**WHAT IS NEEDED:** Every record must be written out once more, with nothing added or omitted.

**ENTRIES PROVIDED:**

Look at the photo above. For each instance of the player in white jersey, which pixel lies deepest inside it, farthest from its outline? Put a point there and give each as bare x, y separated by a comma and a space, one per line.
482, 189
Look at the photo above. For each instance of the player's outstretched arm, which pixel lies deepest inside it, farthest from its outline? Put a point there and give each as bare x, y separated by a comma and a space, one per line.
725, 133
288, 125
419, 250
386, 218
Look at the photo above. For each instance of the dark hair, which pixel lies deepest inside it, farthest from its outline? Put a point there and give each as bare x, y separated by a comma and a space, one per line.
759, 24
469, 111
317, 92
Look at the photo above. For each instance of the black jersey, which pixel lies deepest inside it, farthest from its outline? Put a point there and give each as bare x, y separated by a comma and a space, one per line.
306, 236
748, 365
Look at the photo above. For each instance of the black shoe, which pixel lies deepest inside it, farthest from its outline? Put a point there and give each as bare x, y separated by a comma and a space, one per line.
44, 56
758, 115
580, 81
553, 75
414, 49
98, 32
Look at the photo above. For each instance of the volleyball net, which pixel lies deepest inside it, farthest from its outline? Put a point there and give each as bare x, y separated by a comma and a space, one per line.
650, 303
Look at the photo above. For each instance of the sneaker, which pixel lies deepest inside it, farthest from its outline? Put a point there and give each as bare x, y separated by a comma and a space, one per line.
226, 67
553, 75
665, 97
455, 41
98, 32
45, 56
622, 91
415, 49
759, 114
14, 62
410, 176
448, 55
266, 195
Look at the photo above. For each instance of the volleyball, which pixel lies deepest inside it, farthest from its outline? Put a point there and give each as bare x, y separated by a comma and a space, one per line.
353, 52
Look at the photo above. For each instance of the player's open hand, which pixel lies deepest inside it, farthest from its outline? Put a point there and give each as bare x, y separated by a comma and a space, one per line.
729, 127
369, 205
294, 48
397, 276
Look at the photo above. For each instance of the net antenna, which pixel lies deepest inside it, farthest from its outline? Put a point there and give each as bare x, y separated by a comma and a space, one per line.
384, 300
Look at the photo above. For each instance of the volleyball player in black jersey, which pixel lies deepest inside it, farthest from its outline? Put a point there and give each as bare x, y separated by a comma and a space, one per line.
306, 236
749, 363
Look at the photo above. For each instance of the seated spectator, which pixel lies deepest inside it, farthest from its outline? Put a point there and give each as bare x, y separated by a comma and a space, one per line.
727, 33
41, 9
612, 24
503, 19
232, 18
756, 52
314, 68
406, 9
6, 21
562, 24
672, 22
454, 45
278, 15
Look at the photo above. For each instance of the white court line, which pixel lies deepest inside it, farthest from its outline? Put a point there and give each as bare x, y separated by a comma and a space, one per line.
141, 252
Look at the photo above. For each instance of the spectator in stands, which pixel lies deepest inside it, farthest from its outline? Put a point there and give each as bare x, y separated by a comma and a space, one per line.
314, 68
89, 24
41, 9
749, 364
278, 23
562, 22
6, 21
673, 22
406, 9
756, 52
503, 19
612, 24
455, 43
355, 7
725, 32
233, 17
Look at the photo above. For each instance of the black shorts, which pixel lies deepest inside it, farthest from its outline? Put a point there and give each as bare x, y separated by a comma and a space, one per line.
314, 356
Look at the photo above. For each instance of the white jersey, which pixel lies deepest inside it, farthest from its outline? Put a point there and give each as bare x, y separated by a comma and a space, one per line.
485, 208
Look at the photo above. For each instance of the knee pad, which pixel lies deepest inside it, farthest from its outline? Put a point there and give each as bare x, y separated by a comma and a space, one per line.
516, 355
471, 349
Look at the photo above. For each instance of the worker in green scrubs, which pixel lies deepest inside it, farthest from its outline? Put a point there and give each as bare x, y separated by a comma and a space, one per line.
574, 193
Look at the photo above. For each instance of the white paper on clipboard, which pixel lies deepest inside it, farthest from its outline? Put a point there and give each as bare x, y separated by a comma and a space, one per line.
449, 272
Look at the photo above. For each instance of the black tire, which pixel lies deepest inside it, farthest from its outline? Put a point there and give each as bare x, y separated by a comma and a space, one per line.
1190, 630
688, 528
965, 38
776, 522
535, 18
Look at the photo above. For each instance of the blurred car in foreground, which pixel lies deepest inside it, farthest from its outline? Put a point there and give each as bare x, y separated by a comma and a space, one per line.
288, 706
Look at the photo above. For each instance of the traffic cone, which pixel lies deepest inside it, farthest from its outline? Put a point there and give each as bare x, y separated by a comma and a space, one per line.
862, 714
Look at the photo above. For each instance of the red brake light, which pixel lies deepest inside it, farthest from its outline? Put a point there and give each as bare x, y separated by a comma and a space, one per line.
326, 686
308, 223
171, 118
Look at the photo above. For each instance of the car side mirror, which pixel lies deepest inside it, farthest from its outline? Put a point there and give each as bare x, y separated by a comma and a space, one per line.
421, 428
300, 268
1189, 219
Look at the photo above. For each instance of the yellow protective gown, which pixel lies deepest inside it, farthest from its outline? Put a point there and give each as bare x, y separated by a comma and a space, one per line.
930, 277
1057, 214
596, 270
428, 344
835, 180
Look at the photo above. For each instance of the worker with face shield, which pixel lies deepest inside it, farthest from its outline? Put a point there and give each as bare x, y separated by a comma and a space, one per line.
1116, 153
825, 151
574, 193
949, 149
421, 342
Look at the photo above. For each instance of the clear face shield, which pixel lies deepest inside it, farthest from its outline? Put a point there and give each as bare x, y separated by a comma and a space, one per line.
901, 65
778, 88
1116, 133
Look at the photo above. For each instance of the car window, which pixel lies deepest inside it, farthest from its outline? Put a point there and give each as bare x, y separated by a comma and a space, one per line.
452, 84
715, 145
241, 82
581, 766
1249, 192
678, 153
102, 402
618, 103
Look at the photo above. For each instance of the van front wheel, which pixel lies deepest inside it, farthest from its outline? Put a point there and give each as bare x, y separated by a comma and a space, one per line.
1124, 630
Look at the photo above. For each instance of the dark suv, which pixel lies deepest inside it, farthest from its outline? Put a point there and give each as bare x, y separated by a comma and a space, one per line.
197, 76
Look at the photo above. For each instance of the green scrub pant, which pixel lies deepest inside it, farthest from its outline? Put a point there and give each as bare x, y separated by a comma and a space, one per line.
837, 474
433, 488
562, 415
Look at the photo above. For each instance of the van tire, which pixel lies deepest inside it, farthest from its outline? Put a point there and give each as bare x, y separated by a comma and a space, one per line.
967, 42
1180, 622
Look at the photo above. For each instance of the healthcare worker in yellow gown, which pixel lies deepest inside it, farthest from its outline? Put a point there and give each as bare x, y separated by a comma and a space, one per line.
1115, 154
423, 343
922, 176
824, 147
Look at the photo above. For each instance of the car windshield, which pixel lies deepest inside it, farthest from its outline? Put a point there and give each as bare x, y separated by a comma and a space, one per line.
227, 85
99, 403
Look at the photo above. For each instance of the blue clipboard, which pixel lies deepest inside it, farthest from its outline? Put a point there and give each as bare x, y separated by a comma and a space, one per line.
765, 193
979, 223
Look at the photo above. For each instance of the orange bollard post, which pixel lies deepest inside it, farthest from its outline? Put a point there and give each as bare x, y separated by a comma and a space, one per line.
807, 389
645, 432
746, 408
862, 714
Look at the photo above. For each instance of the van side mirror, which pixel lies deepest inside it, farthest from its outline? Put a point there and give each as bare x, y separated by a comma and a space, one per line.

**EXPECTED OUTPUT:**
Look at the photo above. For each instance of the player in white jersey, which pixel lies deepest inside it, farthest from its outline? Put a point there and give each as bare x, y separated by a comma and a space, one per line.
482, 189
Look at the photo above. For each instance of the player's outstretched arm, which pixel lies deepest inside it, farthest from its outline? Put a point there and give each as bare x, y separated by a comma and a space, one per line.
725, 133
288, 125
419, 250
386, 218
Look at the photo above. For each instance of the dark hair, which pixel lies deepest inside it, farthest from its outline? Put a point there and give each as bare x, y separated by a comma and a space, one per line.
759, 24
469, 111
317, 92
Look at the photo above. For each instance of the black jersey, which pixel lies deepest inside it, farthest from its outline? Put a point there and give each as bare x, y separated by a comma and a space, one per line.
306, 236
748, 365
Look at the photo above. For each instance of the black shoe, which pixel lies deepest inside it, farthest from its outline? Put a point there and give each as bare x, y separated by a comma and a space, one per line.
44, 56
758, 115
580, 81
553, 75
414, 49
98, 32
Look at the photo above. For each instance of the volleyball net, which pixel lies deepest inside it, farthest from its outline? Put a point there and give each as bare x, y separated by a comma and a space, one per line.
650, 303
Look at the photo above. For each instance of the sneaker, which pixel lies deepest inside it, farthest from its outline? Put a point there and give each as bare x, y separated by a comma and a space, one per line.
226, 67
553, 75
665, 97
455, 41
98, 32
45, 56
622, 91
415, 49
759, 114
14, 62
410, 176
448, 55
266, 195
Look at the photo above. For each instance of the volleyball, which pixel lies deepest inside it, farthest from its outline? Put a point there and give each as bare x, y separated by a comma and a space, one per line.
353, 52
Look at the photo above. For each instance of the player's open hand, which pixel lies deepest inside it, farthest from its outline? Put a point there and give each as bare x, y separated by a comma and a space, one per line.
729, 127
369, 205
294, 48
397, 276
Look at the photo above. For each instance of the net antenna, which pixel lies deepest inside it, farthest from its outline? Put a point there and give each as bare x, y separated by a comma and a space, one per line.
384, 300
Look at the photo above. For each instance of the volleyball player in black jersey, which pixel lies deepest inside it, farthest from its outline? Put a point there and give each as bare x, y separated by a comma and a space, one per line.
306, 236
749, 363
Look at the photo above. For each instance of the seated spectator, which pixel lies deepest inside it, farthest from its outline? Put a point there and give each as bare x, y separated by a comma and a space, one per line.
727, 33
41, 9
612, 24
503, 19
232, 18
756, 52
314, 68
406, 9
6, 21
562, 24
672, 22
454, 45
278, 15
Look at the photo above. For each instance of the white court line, which pixel lies deepest inside it, farthest from its outline? Put a point there and give each as bare x, y separated by a comma and a space, one per line.
141, 252
Look at the photo above. For each instance of the spectator in stands, which pixel lies deepest inside it, farthest from its outline? Put a point there and give each as bare x, y separated by a comma and a space, one per line.
314, 68
89, 24
41, 9
749, 364
278, 23
562, 22
6, 21
673, 22
406, 9
756, 52
503, 19
612, 24
455, 43
355, 7
725, 32
233, 17
Look at the photo above. For each instance of the black shorts, which pixel lies deepest inside it, farthest from its outline? Put a point there and give each as bare x, y separated by a comma and a space, one per line.
314, 356
Look at the photo above. For each instance of the white jersey, which pixel lies deepest inside it, farthest from its outline? Put a point there and give each as bare x, y separated by a comma and a space, one per line.
485, 208
Look at the photo above. For each instance of the knee pad, which pixel lies deepest inside it, farthest from its outline? Put a point there and give each as bare x, y separated by a comma and a space, one per line.
516, 355
471, 349
Look at the photo above. For each instance of the worker in green scrubs, which pixel lies deepest inside it, farthest from its outline? Put a point there and give each as bare x, y separated by a comma and a space, one per line.
574, 193
Look at the photo above. For each instance of the white paper on clipboard, which pixel lies deepest inside it, farthest from its outline? Put a point there and give each as bare x, y separated by a comma and a space, one per line.
449, 272
Look at the photo above. For each instance of the black tire, which pixel lies deepest inside it, farthest from its outline? Put a point there and give each as bare x, y separated by a comma and a space, one per line.
1190, 630
688, 528
965, 38
776, 522
535, 18
Look at the photo above. For each instance of the blurred car in foreground, which pixel lies deepest inside it, farthest from its outline? Put a point there and give each as bare x, y separated by a comma and a space, one per line.
288, 706
Look at the photo above. For each instance of the traffic cone, which pixel lies deepest inside it, farthest from its outline? Put a point there and give each as bare x, y separated by a comma and a space, one per line.
862, 714
Look at the photo above. For each instance of the red brake light, which pixel lies deepest inside it, farthest from its outline? Put a point there and give each as bare x, y separated by a comma and a space, one per line.
326, 686
308, 223
171, 118
Look at the photo above. For each instance of the car side mirror, which pixel lies deepest inside it, farthest from its outline? Put a point there and give each as bare x, y separated by a comma and a space, one per line.
421, 428
300, 268
1189, 219
Look at the photo above. For each instance of the yellow protective gown, which pixel lies deepest inside it, farthest from its outline? Put a point there and give each as bare x, y separated by a comma and a space, one per line.
930, 277
1057, 214
596, 270
428, 344
835, 180
Look at the photo above. For each instance of the worker with face shield, which pixel lies deepest inside it, farthest from its outline? Put a point there and give each as bare x, y separated by a comma and a space, one per line.
1116, 153
825, 151
574, 193
949, 149
421, 342
Look at the photo above. For each instance of the clear face shield, which pixel lies deepest inside it, farthest from its outline? Put a point there and give each as bare x, y separated by a comma and a space, one per line.
901, 65
778, 88
1116, 133
Look at the photo above. For each instance of the car window, which pixel lies deepest inside it, farthest from its outline? Put a point there and give each as bare x, y separated by a comma and a space, one per line.
452, 84
715, 145
241, 82
581, 766
1249, 192
678, 153
102, 402
618, 103
Look at the photo above. For each instance of the van front wheel, which pixel lies deepest inside it, farthest from its outline? Put a point there and give each as bare x, y separated by a comma and a space, one per line.
1124, 630
Look at the photo above. For each instance of the dark suv, which pixel lies deepest inside it, farthest from its outline? Put a point there and give each as bare x, y separated by a comma and a space, one per line.
197, 76
Look at the photo above. For each instance of the green scrub pant, which pixel lies deepest inside it, farthest from its outline? Put a point there and give each as bare x, y separated by a comma and a space, one per line.
837, 474
433, 488
562, 415
Look at the photo above. For each instance of the van tire, which pixel lies deepest inside it, farthest from its outline? Put a point there and give each as bare x, y separated by a comma and a space, one per line.
967, 42
1180, 622
Look at the photo above. For each instance of the healthcare worker in yellow gown, which pixel lies deepest inside it, farthest from its outline? Put a point there and give each as bare x, y separated by a comma and a space, one per line.
1115, 154
423, 343
922, 176
824, 147
Look at the photo above. For each instance of the car windshield, which pixel lies deepest inside it, farthest from its outline? Put a point there and give each as bare x, y separated by a comma and a space, one per line.
227, 85
99, 403
Look at the photo above. For each instance of the blue clipboard, which pixel lies deepest inside it, farthest from its outline? Put a point there and give each as bare x, y separated by a comma and a space, one per line.
765, 193
979, 223
Look at the photo above. For each instance of the orange bollard post, which pixel lies deepest inside it, farthest from its outline? Put a point there and give each as bare x, y separated by a comma and a space, one per line.
807, 389
645, 432
746, 408
862, 714
Look at the photo above. For each instance of the van side mirror, which pixel lies deepest inside it, farthest from its outline? Put a point there and give each as bare x, y separated by a comma and a space, one per line.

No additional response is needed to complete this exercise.